40~69歳の男女約3万4,000人を2009年まで追跡調査
国立がん研究センターは3月8日、血中ビタミンD濃度とがん罹患リスクに関する多目的コホート研究(JPHC研究)の成果を発表した。今回の研究は、1990年と1993年に、岩手県二戸、秋田県横手、長野県佐久、沖縄県中部、茨城県水戸、新潟県長岡、高知県中央東、長崎県上五島、沖縄県宮古の9保健所管内(2018年現在)に在住していた人のうち、ベースライン調査のアンケートに回答し、健診などの機会に血液を提供した40~69歳の男女約3万4,000人を、2009年まで追跡した結果に基づいて、血中ビタミンD濃度とがん罹患リスクとの関連を調べたもの。
画像はリリースより
ビタミンDは、脂溶性ビタミンで、カルシウムとともに骨代謝において重要な役割を果たしている。近年の研究より、細胞増殖を抑えたり、細胞死を促進したりする作用により、がんを予防する効果があると考えられている。人を対象としたコホート研究においても、血中ビタミンD濃度が上昇すると、大腸がんや肺がんに罹患するリスクが低下する傾向が観察されていた。しかし、大腸がん・肺がん・乳がん・前立腺がん以外のがんや、がん全体を対象としたコホート研究は十分ではなかった。
研究グループは、男女約3万4,000人を対象に追跡調査を行い、研究開始から2009年までに、3,734人のがん罹患を確認した。これに対し、同じ約3万4,000人の中から、4,456人を無作為に選んで対照グループに設定。今回の研究では、がんに罹患する前の保存血液を用いて、血中ビタミンD濃度の測定を行った。血中ビタミンD濃度を男女別に4等分位(罹患者数が130未満のがんでは3等分位)に分け、さらに年齢・性別・喫煙・飲酒・身体活動・がん家族歴・糖尿病の既往・body mass index(BMI)などのがんと関連する要因を統計学的に調整。血中ビタミンD濃度が最も低いグループを基準とした。

課題の内容 —
1) 次の (a)〜(c) の記述がビタミンDとがんの研究についての文章と一致するかどうかを、「はい」か「いいえ」で答えなさい。それぞれ、判断の根拠となる文章中の語句をそのまま引用して示すこと。
(a) 追跡調査は2009年まで行われた。
(b) 対照グループの人数は3,734人である。
(c) 血中ビタミンD濃度が最も高いグループを基準とした。
2) ビタミンDとがんの研究についての文章を、最後の文に続けて書き継ぎなさい。

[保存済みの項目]

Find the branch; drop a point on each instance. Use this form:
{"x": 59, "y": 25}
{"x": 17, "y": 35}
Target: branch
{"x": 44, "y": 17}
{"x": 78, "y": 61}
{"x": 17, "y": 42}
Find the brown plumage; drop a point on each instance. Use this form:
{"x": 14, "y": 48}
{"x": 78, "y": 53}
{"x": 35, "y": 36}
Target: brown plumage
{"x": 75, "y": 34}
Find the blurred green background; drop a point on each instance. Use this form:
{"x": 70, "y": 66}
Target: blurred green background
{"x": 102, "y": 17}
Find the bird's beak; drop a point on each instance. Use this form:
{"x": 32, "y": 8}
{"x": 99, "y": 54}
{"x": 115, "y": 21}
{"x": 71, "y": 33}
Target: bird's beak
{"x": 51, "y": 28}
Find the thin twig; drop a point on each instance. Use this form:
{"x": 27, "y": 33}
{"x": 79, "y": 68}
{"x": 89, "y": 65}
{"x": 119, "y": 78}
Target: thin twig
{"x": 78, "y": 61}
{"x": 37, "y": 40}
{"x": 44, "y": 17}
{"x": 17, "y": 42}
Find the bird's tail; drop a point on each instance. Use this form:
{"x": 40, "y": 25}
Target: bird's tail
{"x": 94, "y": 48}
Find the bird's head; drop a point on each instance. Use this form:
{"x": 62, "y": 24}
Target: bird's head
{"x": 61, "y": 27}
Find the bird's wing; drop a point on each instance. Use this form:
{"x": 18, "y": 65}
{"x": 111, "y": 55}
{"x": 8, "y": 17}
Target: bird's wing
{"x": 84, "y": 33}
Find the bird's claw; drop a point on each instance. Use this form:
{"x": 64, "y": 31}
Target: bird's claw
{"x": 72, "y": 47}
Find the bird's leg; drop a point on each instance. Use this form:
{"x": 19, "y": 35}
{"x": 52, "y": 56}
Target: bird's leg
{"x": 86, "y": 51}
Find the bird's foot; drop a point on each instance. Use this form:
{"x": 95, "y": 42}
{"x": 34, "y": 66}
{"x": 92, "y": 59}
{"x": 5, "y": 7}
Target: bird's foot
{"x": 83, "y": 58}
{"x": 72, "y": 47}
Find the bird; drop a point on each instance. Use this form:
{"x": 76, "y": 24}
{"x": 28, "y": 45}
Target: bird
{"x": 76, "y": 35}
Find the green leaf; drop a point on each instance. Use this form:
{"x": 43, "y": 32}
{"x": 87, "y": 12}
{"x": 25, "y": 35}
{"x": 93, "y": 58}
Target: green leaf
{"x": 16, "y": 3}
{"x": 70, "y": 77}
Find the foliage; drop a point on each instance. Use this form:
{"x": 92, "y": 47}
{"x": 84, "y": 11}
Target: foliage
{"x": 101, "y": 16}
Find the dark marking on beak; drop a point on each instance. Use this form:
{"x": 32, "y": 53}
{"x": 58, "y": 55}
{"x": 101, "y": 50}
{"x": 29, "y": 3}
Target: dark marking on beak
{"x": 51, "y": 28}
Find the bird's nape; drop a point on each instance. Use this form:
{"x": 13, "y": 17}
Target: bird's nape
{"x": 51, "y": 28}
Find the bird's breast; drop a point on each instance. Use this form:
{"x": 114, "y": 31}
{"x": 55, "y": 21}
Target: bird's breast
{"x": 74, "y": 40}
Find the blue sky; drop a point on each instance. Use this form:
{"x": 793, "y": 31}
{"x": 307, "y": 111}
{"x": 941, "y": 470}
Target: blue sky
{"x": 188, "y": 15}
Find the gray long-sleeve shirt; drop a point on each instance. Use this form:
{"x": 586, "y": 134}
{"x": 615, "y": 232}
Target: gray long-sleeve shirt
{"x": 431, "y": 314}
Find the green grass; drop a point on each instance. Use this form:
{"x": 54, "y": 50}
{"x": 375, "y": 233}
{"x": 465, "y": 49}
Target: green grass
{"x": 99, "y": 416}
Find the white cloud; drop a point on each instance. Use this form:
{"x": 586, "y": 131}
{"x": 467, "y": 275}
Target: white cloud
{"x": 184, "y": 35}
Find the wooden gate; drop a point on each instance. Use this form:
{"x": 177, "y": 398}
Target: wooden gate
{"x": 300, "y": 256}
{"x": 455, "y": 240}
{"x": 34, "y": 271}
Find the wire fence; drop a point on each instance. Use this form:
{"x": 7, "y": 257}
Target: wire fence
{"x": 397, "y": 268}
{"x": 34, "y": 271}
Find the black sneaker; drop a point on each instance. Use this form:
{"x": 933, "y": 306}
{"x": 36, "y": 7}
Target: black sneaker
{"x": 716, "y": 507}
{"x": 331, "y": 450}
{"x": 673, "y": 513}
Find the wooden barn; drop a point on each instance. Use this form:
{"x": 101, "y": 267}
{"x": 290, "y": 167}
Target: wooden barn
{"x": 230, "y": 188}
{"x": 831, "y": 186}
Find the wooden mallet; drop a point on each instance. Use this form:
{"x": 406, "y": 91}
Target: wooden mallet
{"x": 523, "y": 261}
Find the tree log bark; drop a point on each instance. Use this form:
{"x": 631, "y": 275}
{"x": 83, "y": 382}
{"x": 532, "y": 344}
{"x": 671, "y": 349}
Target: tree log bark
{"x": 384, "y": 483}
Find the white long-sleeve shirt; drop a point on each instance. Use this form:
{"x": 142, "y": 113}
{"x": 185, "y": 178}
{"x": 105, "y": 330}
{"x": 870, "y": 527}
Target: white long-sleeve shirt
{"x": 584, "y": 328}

解答 —
1)
(a) はい。「2009年まで追跡した」
(b) いいえ。「4,456人を無作為に選んで対照グループに設定」
(c) いいえ。「血中ビタミンD濃度が最も低いグループを基準とした」

2)
肝臓がんの罹患リスクが有意に低下
その結果、血中ビタミンD濃度が2番目に低いグループから何らかのがんに罹患するリスクが統計学的有意に低下し、血中ビタミンD濃度が2番目に高いグループで最も低下していたことがわかった。
また、血中ビタミンD濃度が最も低いグループを基準に、最も高いグループのがん罹患リスクを部位別にみたところ、肝臓がんの罹患リスクが統計学的有意に低下。ほぼ全ての部位で、がん罹患リスクが上昇する傾向は見られなかったという。
今回の研究から、血中ビタミンD濃度が上昇すると、何らかのがんに罹患するリスクが低下することが明らかになり、今回の研究結果は、これまでの研究で示されているビタミンDのがん予防効果を支持するものと考えられるとしている。ただし、血中ビタミンD濃度が最も高いグループではがん罹患リスクのさらなる低下が見られなかったことから、血中ビタミンD濃度が一定のレベルを超えた場合、それ以上のがん予防効果は期待できない可能性があるとの見解を示している。